▸ **WHAT IS EXPECTED**:
Extend the news article on the synthesis of trioxacarcins, picking up after its final sentence.

▸ **PAGE EXTRACT**:
::::::

Trioxacarcins synthesised as a potent anti-cancer agent

Posted: 11 March 2016 | Victoria White | No comments yet

Trioxacarcins disrupt the replication of cancer cells by binding and chemically modifying their genetic material…

A schematic shows a trioxacarcin C molecule, whose structure was revealed for the first time through a new process developed by K.C. Nicolaou’s lab. CREDIT: Nicolaou Group/Rice University

A team led by Rice University’s K.C. Nicolaou has developed a new process for the synthesis of a series of potent anti-cancer agents originally found in bacteria.

The Nicolaou lab finds ways to replicate rare, naturally occurring compounds in larger amounts so they can be studied by biologists and clinicians as potential new medications. It also seeks to fine-tune the molecular structures of these compounds through analogue design and synthesis to improve their disease-fighting properties and lessen their side effects. Such is the case with their synthesis of trioxacarcins.

“Not only does this synthesis render these valuable molecules readily available for biological investigation, but it also allows the previously unknown full structural elucidation of one of them,” Nicolaou said. “The newly developed synthetic technologies will allow us to construct variations for biological evaluation as part of a program to optimise their pharmacological profiles.”

At present, there are no drugs based on trioxacarcins, which damage DNA through a novel mechanism, Nicolaou said.

::::::

▸ **GIVEN RECORDS**:
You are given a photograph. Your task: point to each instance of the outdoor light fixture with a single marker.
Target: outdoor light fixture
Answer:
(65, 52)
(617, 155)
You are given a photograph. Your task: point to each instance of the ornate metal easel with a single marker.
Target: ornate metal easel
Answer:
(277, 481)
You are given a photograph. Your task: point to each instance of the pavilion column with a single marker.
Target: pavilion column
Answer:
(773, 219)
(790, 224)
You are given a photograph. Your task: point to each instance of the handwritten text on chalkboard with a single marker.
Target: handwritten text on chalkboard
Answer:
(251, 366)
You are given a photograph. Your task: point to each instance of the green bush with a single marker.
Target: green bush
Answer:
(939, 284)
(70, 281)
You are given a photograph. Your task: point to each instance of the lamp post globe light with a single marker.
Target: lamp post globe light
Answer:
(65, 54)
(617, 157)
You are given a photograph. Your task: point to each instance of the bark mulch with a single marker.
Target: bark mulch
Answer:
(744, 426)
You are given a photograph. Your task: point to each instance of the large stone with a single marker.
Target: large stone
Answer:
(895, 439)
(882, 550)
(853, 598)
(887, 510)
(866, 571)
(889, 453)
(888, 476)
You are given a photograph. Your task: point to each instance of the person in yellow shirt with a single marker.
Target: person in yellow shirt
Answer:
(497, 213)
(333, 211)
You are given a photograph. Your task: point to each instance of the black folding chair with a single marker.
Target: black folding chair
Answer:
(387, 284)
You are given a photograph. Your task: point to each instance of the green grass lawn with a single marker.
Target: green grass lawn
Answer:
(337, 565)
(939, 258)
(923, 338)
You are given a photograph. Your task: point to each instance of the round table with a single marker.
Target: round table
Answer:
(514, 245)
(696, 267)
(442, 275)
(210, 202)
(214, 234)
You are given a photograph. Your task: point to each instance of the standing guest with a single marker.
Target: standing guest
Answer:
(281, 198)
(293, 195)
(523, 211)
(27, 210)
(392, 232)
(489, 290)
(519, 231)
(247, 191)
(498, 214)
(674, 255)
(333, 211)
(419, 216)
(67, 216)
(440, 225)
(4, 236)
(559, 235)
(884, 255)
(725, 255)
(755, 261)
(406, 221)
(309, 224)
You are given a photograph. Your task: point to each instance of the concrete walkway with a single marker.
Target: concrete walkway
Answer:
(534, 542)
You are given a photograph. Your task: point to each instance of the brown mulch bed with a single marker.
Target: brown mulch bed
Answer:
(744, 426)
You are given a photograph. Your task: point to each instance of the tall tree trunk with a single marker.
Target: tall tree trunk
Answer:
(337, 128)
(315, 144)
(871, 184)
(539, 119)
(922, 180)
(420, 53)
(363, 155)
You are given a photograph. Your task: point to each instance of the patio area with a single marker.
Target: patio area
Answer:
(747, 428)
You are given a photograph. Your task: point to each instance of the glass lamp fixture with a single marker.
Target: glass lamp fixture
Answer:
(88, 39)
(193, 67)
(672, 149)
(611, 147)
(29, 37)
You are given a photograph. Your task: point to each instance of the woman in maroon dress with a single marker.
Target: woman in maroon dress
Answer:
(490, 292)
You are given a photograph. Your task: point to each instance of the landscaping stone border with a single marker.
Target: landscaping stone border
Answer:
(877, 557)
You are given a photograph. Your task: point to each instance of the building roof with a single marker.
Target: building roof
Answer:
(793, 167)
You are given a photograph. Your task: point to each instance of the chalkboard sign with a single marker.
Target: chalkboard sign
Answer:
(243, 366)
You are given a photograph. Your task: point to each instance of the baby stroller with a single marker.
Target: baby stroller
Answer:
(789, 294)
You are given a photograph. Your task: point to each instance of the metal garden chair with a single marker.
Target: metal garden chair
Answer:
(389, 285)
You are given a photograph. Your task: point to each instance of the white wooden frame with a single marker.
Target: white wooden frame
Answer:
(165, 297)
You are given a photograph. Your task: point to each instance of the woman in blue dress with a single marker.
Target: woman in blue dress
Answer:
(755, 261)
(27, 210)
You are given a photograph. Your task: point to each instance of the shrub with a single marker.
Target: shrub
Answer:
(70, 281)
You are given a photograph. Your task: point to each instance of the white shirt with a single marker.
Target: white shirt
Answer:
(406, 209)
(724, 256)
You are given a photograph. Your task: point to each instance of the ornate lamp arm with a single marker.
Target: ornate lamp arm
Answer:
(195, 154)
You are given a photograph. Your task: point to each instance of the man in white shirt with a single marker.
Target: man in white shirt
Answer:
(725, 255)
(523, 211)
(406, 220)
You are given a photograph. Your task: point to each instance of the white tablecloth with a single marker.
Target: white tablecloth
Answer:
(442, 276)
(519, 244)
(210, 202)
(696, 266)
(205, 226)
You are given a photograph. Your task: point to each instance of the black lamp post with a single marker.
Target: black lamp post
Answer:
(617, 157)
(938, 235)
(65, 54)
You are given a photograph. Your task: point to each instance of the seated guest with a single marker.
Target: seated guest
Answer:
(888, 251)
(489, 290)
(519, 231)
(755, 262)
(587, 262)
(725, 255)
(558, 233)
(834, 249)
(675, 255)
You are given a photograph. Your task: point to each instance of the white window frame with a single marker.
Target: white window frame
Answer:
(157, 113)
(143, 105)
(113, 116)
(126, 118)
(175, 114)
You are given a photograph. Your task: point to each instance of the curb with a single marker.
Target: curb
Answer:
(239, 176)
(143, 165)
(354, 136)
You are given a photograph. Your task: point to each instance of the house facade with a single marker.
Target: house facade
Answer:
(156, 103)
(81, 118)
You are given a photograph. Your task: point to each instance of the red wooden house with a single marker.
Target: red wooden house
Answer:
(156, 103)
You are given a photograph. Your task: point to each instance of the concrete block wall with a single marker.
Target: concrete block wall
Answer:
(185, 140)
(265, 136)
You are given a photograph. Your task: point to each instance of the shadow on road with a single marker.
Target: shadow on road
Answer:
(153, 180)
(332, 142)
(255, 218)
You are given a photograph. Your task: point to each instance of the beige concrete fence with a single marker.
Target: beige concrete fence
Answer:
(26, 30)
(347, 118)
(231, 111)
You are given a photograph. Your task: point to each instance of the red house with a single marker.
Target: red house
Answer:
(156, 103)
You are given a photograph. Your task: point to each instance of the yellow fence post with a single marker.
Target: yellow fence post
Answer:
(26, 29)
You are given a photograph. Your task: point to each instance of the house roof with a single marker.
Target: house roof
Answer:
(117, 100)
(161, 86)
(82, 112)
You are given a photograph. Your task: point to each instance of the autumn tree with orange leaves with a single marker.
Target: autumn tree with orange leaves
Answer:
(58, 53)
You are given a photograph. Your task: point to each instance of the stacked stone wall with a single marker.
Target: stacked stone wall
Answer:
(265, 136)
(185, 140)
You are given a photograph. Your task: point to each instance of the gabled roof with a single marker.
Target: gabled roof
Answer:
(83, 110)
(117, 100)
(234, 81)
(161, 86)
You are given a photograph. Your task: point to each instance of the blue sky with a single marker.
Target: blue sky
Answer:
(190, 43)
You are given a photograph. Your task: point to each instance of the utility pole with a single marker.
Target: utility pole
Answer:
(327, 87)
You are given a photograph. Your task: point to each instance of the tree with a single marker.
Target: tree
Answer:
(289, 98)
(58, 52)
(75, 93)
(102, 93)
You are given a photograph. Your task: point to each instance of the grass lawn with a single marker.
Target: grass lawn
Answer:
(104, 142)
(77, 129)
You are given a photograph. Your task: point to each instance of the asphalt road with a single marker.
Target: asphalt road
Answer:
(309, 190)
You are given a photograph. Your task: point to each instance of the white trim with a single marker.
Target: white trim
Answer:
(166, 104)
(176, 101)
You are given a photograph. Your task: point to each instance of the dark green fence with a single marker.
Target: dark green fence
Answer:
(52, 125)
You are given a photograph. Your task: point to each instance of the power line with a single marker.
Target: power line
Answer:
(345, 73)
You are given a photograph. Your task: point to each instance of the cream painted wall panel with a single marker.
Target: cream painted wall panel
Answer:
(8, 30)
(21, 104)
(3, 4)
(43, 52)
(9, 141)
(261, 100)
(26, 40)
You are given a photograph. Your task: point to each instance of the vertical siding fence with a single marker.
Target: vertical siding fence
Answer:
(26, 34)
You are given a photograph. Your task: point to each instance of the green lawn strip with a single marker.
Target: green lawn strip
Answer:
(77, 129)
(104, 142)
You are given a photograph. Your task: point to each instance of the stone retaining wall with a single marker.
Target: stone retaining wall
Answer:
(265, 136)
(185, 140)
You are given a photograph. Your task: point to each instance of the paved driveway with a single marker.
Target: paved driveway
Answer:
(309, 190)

::::::

▸ **REPLY**:
Trioxacarcins bind and chemically modify cancer cell genetic material

Trioxacarcins were discovered in the fermentation broth of the bacterial strain Streptomyces bottropensis. They disrupt the replication of cancer cells by binding and chemically modifying their genetic material.

“These molecules are endowed with powerful anti-tumour properties,” Nicolaou said. “They are not as potent as shishijimicin, which we also synthesised recently, but they are more powerful than taxol, the widely used anti-cancer drug. Our objective is to make it more powerful through fine-tuning its structure.”

Nicolaou said his lab is working with a biotechnology partner to pair these cytotoxic compounds (called payloads) to cancer cell-targeting antibodies through chemical linkers. The process produces antibody-drug conjugates as drugs to treat cancer patients.

“It’s one of the latest frontiers in personalised targeting chemotherapies,” said Nicolaou, who earlier this year won the prestigious Wolf Prize in Chemistry.